# DESCRIPTION OF THE TASK
Among the records, how many lines contain "jersey"? Only the number is needed.

(Stored data entries)
------------------------------------
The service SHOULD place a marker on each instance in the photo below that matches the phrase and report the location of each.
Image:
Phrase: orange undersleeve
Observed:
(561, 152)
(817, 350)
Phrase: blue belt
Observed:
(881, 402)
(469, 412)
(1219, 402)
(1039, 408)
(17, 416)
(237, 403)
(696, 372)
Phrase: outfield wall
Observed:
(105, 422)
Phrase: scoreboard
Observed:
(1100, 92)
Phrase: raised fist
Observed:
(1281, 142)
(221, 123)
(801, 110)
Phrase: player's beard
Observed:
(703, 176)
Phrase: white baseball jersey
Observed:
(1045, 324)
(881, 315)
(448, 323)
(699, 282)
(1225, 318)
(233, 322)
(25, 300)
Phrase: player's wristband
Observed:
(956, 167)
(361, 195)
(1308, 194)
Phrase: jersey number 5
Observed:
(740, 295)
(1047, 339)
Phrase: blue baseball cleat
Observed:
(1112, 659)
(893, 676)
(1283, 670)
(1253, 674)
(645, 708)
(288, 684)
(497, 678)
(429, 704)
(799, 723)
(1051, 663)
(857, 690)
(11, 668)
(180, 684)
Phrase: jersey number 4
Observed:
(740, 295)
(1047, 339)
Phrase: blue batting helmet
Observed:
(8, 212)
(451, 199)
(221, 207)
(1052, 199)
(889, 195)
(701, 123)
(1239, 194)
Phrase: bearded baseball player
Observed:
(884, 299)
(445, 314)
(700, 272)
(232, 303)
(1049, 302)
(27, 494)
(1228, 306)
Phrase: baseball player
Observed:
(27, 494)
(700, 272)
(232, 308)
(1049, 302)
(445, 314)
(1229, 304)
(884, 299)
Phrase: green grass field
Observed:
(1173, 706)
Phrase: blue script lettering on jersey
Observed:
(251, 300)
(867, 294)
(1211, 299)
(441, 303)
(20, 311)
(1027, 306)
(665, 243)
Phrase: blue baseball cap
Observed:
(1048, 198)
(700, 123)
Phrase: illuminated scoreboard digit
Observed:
------------------------------------
# SOLUTION FOR THIS EXERCISE
4